> **What is required**
Return all of the lines below exactly as they are.

> **Stored data**
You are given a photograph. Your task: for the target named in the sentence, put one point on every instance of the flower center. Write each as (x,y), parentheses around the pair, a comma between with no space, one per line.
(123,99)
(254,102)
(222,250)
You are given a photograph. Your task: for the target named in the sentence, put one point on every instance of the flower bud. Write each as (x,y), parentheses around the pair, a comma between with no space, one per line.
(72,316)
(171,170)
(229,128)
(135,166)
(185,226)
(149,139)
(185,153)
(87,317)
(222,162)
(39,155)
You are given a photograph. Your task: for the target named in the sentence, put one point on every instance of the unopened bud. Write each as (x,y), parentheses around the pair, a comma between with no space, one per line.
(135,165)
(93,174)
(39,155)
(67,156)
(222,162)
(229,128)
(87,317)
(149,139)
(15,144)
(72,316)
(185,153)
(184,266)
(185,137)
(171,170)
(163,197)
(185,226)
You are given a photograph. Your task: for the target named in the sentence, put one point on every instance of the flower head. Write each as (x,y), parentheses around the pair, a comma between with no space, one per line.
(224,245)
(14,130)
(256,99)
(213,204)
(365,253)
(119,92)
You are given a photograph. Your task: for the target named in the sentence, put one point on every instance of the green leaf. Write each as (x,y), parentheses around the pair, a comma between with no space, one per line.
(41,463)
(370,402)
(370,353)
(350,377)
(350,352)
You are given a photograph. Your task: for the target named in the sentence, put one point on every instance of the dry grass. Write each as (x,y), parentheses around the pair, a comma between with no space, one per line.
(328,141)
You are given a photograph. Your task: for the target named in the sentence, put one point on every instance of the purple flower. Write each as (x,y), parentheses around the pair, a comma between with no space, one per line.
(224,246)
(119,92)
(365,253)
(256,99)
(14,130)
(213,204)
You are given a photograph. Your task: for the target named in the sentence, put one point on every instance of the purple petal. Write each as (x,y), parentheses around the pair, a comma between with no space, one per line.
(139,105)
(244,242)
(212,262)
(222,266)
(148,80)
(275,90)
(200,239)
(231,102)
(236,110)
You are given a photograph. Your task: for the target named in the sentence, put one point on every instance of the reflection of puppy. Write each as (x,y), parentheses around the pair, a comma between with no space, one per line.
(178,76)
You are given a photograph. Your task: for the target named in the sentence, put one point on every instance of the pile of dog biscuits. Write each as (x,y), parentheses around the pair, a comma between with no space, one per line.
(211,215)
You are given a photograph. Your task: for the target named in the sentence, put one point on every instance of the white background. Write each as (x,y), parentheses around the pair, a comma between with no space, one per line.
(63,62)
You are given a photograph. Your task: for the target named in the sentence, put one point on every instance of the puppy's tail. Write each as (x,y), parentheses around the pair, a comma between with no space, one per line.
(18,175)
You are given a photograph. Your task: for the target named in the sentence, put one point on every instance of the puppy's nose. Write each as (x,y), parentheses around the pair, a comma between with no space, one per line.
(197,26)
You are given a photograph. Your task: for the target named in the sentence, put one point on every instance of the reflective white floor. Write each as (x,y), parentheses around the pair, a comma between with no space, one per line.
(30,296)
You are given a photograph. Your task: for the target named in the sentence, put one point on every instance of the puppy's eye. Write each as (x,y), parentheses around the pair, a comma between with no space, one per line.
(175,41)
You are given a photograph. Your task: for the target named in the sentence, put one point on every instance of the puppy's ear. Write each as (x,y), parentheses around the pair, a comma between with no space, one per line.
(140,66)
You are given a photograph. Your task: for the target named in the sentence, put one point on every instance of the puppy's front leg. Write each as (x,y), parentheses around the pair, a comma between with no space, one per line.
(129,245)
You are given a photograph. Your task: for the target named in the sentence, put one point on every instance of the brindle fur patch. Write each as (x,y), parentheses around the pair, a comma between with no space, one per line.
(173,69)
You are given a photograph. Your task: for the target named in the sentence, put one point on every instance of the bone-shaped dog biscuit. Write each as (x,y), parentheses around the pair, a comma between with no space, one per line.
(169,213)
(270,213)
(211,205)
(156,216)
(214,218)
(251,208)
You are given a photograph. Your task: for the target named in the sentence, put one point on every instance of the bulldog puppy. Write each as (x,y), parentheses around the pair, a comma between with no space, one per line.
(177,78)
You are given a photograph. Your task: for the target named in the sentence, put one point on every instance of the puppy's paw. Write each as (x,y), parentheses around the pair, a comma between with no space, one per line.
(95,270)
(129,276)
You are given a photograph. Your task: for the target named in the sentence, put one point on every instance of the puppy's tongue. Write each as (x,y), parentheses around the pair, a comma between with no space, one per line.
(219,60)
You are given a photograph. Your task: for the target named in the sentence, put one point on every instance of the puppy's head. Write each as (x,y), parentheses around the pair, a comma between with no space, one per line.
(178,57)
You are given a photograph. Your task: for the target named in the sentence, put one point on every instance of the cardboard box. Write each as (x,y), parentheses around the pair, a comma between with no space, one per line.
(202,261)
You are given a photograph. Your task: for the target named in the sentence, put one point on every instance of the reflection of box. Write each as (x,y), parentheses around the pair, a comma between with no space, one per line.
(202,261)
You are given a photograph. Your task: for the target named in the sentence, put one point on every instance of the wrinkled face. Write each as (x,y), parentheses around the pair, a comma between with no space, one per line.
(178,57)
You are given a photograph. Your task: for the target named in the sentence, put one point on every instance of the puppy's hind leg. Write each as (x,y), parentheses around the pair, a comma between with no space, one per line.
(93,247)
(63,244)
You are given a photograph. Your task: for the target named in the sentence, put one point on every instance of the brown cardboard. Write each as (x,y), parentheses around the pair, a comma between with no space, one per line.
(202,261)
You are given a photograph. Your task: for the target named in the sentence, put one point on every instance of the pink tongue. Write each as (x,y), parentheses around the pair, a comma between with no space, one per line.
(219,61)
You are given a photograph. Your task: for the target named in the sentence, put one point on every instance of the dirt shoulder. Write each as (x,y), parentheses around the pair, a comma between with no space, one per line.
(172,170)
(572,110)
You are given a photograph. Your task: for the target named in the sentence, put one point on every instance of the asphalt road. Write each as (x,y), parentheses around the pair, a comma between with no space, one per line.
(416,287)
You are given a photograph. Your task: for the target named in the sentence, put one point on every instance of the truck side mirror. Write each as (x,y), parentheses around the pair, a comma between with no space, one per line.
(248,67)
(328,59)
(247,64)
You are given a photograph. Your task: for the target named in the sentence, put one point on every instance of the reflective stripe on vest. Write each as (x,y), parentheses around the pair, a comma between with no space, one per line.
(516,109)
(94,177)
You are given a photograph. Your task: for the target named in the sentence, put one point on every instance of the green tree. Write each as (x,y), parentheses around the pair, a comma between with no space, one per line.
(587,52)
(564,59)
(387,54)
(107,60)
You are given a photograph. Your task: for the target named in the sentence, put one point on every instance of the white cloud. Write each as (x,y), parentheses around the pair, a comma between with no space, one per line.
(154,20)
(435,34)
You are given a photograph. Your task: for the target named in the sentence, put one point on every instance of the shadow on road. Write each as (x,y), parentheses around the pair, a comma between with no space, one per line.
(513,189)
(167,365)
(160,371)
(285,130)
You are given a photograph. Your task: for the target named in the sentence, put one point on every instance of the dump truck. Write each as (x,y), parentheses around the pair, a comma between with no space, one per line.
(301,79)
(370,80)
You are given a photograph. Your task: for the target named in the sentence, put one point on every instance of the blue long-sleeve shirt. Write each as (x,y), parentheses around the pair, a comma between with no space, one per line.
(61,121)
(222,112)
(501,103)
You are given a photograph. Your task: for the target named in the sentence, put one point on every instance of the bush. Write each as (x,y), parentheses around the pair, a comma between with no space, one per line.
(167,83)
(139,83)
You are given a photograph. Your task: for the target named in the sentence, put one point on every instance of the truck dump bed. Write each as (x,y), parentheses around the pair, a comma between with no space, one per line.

> **Result of this task**
You are given a photograph. Your task: for the target named in the sentence, put one point on every instance of the flower center. Write each as (x,y), parentheses around the pair, a comma between with no space, one per line.
(123,99)
(254,102)
(222,250)
You are given a photograph. Your task: for the target named in the sentence, put one point on every instance of the flower bud. Write each as (x,y), parentheses around the pair, a comma between with no space, one per line.
(72,316)
(171,170)
(229,128)
(135,166)
(185,226)
(149,139)
(185,153)
(87,317)
(222,162)
(39,155)
You are given a photograph. Your task: for the target named in the sentence, put one point on every instance of the unopened bud. Write each as (x,y), parentheses around the pair, a comma between with no space, one per line.
(135,165)
(93,174)
(39,155)
(67,156)
(222,162)
(229,128)
(87,317)
(149,139)
(15,144)
(72,316)
(185,153)
(184,266)
(185,137)
(171,170)
(163,197)
(185,226)
You are given a photograph. Your task: for the target named in the sentence, put one point on every instance of the flower head. Write each as (x,y), parentheses around the pair, a comma between with no space, one per line.
(224,245)
(14,130)
(256,99)
(213,204)
(365,253)
(119,92)
You are given a photograph. Your task: for the target named in the sentence, put one point on every instance of the green leaf. Write each as (x,y), parentheses around the pair, a comma between with no space, one per line.
(41,463)
(370,402)
(370,353)
(350,377)
(350,352)
You are given a photograph. Your task: for the target named in the sentence, put one point on every instance of the dry grass. Write each as (x,y), parentheses around the pair, a comma between with no space, one per line.
(328,141)
You are given a photograph. Your task: for the target named in the sentence, put one point on every instance of the purple flower. Write each as (x,y), parentheses around the pair, a comma between with no space, one per line.
(224,246)
(119,92)
(365,253)
(256,99)
(14,130)
(213,204)
You are given a photograph. Your task: for the target named in the sentence, put one point on every instance of the purple petal. Write each as (x,y), parentheses around the pair, a comma between with no space, one per line.
(139,105)
(244,242)
(212,262)
(222,266)
(148,80)
(275,90)
(200,239)
(231,102)
(236,110)
You are given a photograph. Your task: for the target named in the sentence, put one point on every instance of the reflection of puppy. Write each as (x,y), parentheses around the pair, a comma between with no space, one per line.
(178,76)
You are given a photograph. Your task: for the target named in the sentence, put one point on every instance of the pile of dog biscuits. Write each as (x,y), parentheses around the pair, a comma between with no space, one per line.
(211,215)
You are given a photograph. Your task: for the target named in the sentence, put one point on every instance of the white background. Write each as (x,y), parentheses around the pair, a comma between with no space, one per line.
(63,62)
You are given a photograph. Your task: for the target named in the sentence, put one point on every instance of the puppy's tail. Write each as (x,y), parentheses around the pair, a comma between with no space, one per line.
(18,175)
You are given a photograph. Your task: for the target named in the sentence, put one point on every instance of the puppy's nose. Write each as (x,y), parentheses around the pair, a comma between with no space, one per line.
(197,26)
You are given a photograph. Your task: for the target named in the sentence, put one point on every instance of the reflective white floor. Write each as (x,y), parentheses around the pair, a comma between with no space, one per line.
(30,296)
You are given a photograph. Your task: for the target named in the sentence, put one point on every instance of the puppy's eye. Write each as (x,y), parentheses around the pair, a comma between with no space, one per line.
(175,41)
You are given a photograph. Your task: for the target named in the sentence, put one point on every instance of the puppy's ear. Write each as (x,y), parentheses around the pair, a comma between with no space, one per line.
(140,66)
You are given a photograph. Your task: for the target named in the sentence, put one point on every instance of the puppy's front leg. Write each as (x,y), parentheses around the pair, a comma between with no space, one per line.
(129,245)
You are given a photograph. Your task: for the target named in the sentence, put one point on every instance of the brindle fur patch. Write each as (x,y), parentheses around the pair, a comma between with no space, one per line.
(173,69)
You are given a photograph. Your task: for the target named in the sentence, put one point on every instance of the bone-shaped dog biscuit. Write each as (x,y), parentheses around the pair, a comma between with no space, one per line.
(169,213)
(270,213)
(211,205)
(156,216)
(214,218)
(251,208)
You are given a photograph. Your task: for the target named in the sentence, put one point on every instance of the bulldog puppy. Write each as (x,y), parentheses around the pair, a comma between with no space, one per line.
(177,78)
You are given a photograph. Your task: for the target named in the sentence, put one point on every instance of the puppy's paw. Write each as (x,y), parentheses around the pair, a comma between with no space, one per line.
(95,270)
(129,276)
You are given a photograph. Your task: for the target named in the sentence, put one point on every instance of the puppy's tongue. Write each as (x,y), parentheses around the pair, a comma between with no space, one per line.
(219,60)
You are given a photograph. Your task: for the target named in the sentence, put one point on every instance of the puppy's head. Write each as (x,y), parentheses around the pair, a comma between with no space, one per line.
(178,57)
You are given a photograph. Your task: for the target named in the sentence, put one point on every instance of the cardboard box. Write each as (x,y), parentheses around the pair, a comma between with no space, one per line.
(202,261)
You are given a photograph. Your task: for the target named in the sentence, put one point on every instance of the reflection of box. Write each as (x,y), parentheses around the pair, a comma between with no space, one per line.
(202,261)
You are given a photograph. Your task: for the target named in the sentence, put one point on every instance of the wrinkled face. Write each as (x,y), parentheses around the pair, a comma between with no space, one per line.
(178,57)
You are given a photograph. Your task: for the target named in the sentence, put one point on every instance of the puppy's hind leg. Write each as (x,y), parentheses around the pair, a comma between with no space, one per line.
(93,247)
(63,244)
You are given a photograph. Your task: for the target named in the sentence, put one point on every instance of the brown cardboard. Write each as (x,y), parentheses around the pair, a comma between with no space, one per line.
(202,261)
You are given a photograph. Your task: for the target named in the sentence, put one point on every instance of the pink tongue. Write each as (x,y), parentheses around the pair, a comma between with no space, one per line.
(219,61)
You are given a photograph. Your task: for the target named in the sentence, put one point on every instance of the dirt shoulder. Write each as (x,y), parentheses around the pair, a comma between with no space, one per line.
(172,170)
(572,110)
You are given a photograph. Your task: for the target named in the sentence, put one point on every instance of the asphalt road. Write each as (x,y), parentheses around the pair, a comma between with no space, one per line.
(416,287)
You are given a photograph. Your task: for the target named in the sentence, put one point on every instance of the truck side mirror. Write each as (x,y), parentheses around the pair, a comma between with no space, one per line.
(248,67)
(328,59)
(247,64)
You are given a photograph. Your task: for the target named in the sentence, put one point on every instance of the reflective stripe on vest. Write each as (x,y), parentheses around the pair, a comma between with no space, one per line.
(516,109)
(94,177)
You are given a photograph. Your task: for the target named in the sentence, put one point on every instance of the green tree. Write each as (x,y), parentheses around the pair, a comma between with no space, one per line.
(587,52)
(564,59)
(387,54)
(107,60)
You are given a photograph. Your task: for the target named in the sentence, put one point on every instance of the white cloud. Write each as (x,y), parentheses around the pair, a comma between with no space, one per line.
(154,20)
(435,34)
You are given a photograph. Your task: for the target named in the sentence, put one point on every instance of the shadow on road. Write each as (x,y), parentheses around the pair, a comma between with no space, one per line.
(513,189)
(167,365)
(160,371)
(285,130)
You are given a photograph. Your task: for the target named in the sentence, put one point on every instance of the dump truck. Write each as (x,y), parentheses around the pair, a comma between with no space, one per line.
(301,79)
(370,80)
You are given a photograph. Your task: for the target named in the sentence, put one point on every instance of the blue long-sleeve shirt. Write each as (x,y), parentheses around the pair, a comma between with no space, one per line.
(61,121)
(222,112)
(501,103)
You are given a photograph. Your task: for the target named in the sentence, put one point on every instance of the bush. Write each as (x,y), parentheses around the pair, a comma between with no space, one per line.
(167,83)
(139,83)
You are given a photograph. Your task: for the target named in the sentence, put one point on every instance of the truck dump bed. Write each as (x,y), parentheses around the pair, a comma between with no space, one per line.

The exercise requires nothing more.